===== Selected excerpt

Thank you! Very informative and great for Beginners! I guess it´s a very stupid question... but why using Redshift as Renderer and not the included Karma Renderer? Is it a personal preference, taken from other 3D aplications as a final unique 3rd party output? Or is there something, that Redshift is better in than Karma?
This video is very dated, at the time of recording this video, Karma didn't exist yet!! You should check out some of the my newer Karma Material videos.
bubble pins 😻I m learning from your channel and if possible plz add with mantra bcoz i m apprentice user still!!😿.. how about creating houdini blog and add about mantra... sorry for my bad English ... Thx for the tutorial again
It is, but Mantra is really slow. My computer is too slow for it. Redshift was my best option. I was planning to buy a new fancy computer last christmas, but the boxing day and black friday deals were very disappointing. I may post some rendering vids after I get a new computer, soooon. Sorry.
@@alexcatrinedeselvepilot3334 Yeah a lot of people ran into that. Try signing up for the UE4 Game Jam's, because SideFX gives away 2 months of Houdini Indie licenses for free. There's like 3-4 UE4 Game Jam's a year. Then you can try it out fully before buying.
Hey great tutorial! I have a quick question. How can I use the velocity vectors that the flip particles generate to drive the water color? In other words, I am trying to use the (attribute - v) velocity of the particles to make the part of the water that is moving faster to be a bit whiter. So how can I transfer that data into redshift as a black and white map?

==========
===== Given entries

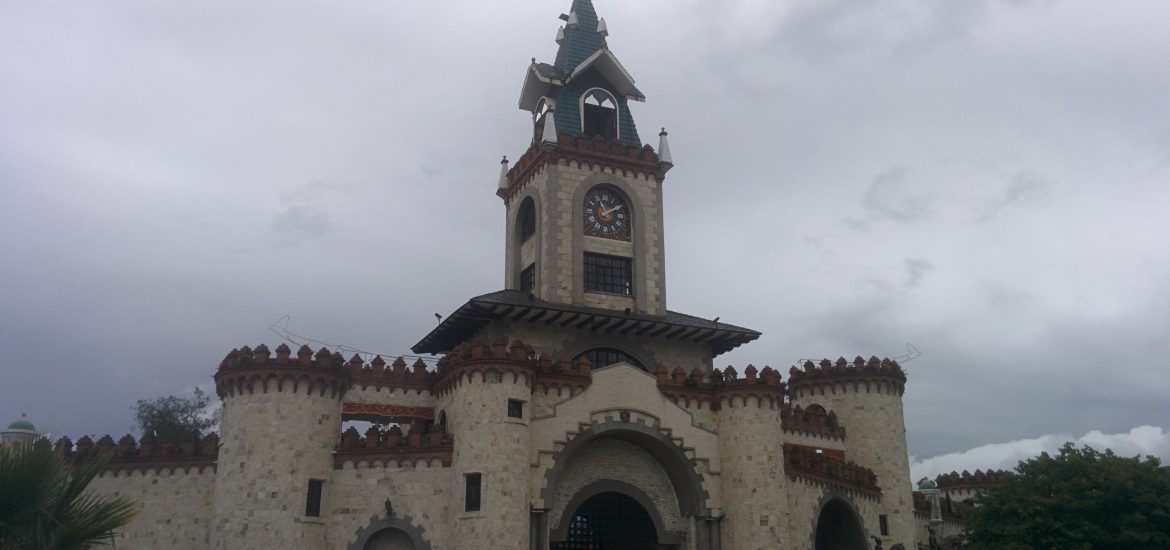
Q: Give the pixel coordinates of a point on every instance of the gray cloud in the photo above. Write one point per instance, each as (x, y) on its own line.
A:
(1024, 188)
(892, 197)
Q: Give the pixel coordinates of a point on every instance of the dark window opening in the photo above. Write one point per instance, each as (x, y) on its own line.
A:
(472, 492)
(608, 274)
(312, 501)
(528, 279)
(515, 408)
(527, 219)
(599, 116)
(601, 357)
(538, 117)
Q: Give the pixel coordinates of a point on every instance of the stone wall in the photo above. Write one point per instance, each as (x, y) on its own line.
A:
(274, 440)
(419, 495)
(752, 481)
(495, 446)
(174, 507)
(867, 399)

==========

> **Directions**:
Answer these from the comment thread:
(a) Why wasn't Karma used in the video?
(b) What reason is given for choosing Redshift over Mantra?
(c) What does SideFX give away to people who sign up for the UE4 Game Jams?
Please rely only on the comment thread, not on the entries.

> **Written response**:
(a) Karma didn't exist yet when the video was recorded.
(b) Mantra is really slow, and the commenter's computer is too slow for it.
(c) Two months of Houdini Indie licenses for free.